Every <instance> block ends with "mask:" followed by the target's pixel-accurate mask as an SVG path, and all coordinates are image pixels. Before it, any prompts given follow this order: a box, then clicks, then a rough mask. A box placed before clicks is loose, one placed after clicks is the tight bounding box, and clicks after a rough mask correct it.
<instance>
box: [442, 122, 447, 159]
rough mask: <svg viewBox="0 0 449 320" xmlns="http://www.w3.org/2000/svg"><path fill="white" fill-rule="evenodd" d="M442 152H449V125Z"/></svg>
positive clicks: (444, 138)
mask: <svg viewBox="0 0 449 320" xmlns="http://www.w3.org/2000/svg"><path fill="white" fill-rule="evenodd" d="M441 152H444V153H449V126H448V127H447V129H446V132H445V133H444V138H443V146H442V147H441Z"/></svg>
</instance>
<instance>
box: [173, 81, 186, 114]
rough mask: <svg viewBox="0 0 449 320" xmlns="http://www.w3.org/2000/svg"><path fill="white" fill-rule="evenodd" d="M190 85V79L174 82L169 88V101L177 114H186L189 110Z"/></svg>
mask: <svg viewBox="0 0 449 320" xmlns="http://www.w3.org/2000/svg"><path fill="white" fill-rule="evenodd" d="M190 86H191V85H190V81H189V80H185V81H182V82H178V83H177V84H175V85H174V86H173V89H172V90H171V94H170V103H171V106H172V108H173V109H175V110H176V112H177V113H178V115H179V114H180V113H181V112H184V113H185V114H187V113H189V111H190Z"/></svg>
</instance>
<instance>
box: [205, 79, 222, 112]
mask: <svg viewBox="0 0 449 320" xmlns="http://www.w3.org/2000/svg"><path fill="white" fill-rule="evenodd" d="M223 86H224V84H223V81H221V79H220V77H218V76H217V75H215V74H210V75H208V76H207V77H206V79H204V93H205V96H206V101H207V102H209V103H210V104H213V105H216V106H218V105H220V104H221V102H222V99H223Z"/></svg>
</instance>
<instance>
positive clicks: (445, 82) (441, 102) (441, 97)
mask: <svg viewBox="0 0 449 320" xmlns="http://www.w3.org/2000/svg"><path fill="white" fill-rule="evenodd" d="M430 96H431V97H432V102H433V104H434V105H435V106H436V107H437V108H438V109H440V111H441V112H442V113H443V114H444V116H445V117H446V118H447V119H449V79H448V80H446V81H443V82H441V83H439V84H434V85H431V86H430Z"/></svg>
====
Can you reproduce all of the lines above verbatim, from the first line through the end of the last instance?

Every <instance> block ends with "mask:" followed by the target's pixel-accurate mask as an SVG path, and all coordinates are image pixels. Before it, any prompts given follow this order: a box, then clicks, then a rough mask. A box placed before clicks is loose, one placed after clicks is the tight bounding box, and clicks after a rough mask correct it.
<instance>
box: [442, 122, 447, 159]
rough mask: <svg viewBox="0 0 449 320" xmlns="http://www.w3.org/2000/svg"><path fill="white" fill-rule="evenodd" d="M442 152H449V125Z"/></svg>
positive clicks: (444, 138)
mask: <svg viewBox="0 0 449 320" xmlns="http://www.w3.org/2000/svg"><path fill="white" fill-rule="evenodd" d="M441 152H444V153H449V126H448V127H447V129H446V132H445V133H444V138H443V146H442V147H441Z"/></svg>
</instance>
<instance>
box: [173, 81, 186, 114]
rough mask: <svg viewBox="0 0 449 320" xmlns="http://www.w3.org/2000/svg"><path fill="white" fill-rule="evenodd" d="M190 85V79L174 82L169 88V101L177 114H186L189 110Z"/></svg>
mask: <svg viewBox="0 0 449 320" xmlns="http://www.w3.org/2000/svg"><path fill="white" fill-rule="evenodd" d="M190 86H191V85H190V81H189V80H185V81H182V82H178V83H177V84H175V85H174V86H173V89H172V90H171V94H170V103H171V106H172V108H173V109H175V110H176V112H177V113H178V115H179V114H180V113H181V112H184V113H185V114H187V113H189V111H190Z"/></svg>
</instance>
<instance>
box: [205, 79, 222, 112]
mask: <svg viewBox="0 0 449 320" xmlns="http://www.w3.org/2000/svg"><path fill="white" fill-rule="evenodd" d="M223 86H224V84H223V81H221V79H220V77H218V76H217V75H215V74H210V75H208V76H207V77H206V79H204V93H205V96H206V101H207V102H209V103H210V104H213V105H216V106H218V105H220V104H221V102H222V99H223Z"/></svg>
</instance>
<instance>
positive clicks: (445, 82) (441, 102) (441, 97)
mask: <svg viewBox="0 0 449 320" xmlns="http://www.w3.org/2000/svg"><path fill="white" fill-rule="evenodd" d="M430 96H431V97H432V102H433V104H434V105H435V106H436V107H437V108H438V109H440V111H441V112H442V113H443V114H444V116H445V117H446V118H447V119H449V79H448V80H446V81H443V82H441V83H439V84H434V85H431V86H430Z"/></svg>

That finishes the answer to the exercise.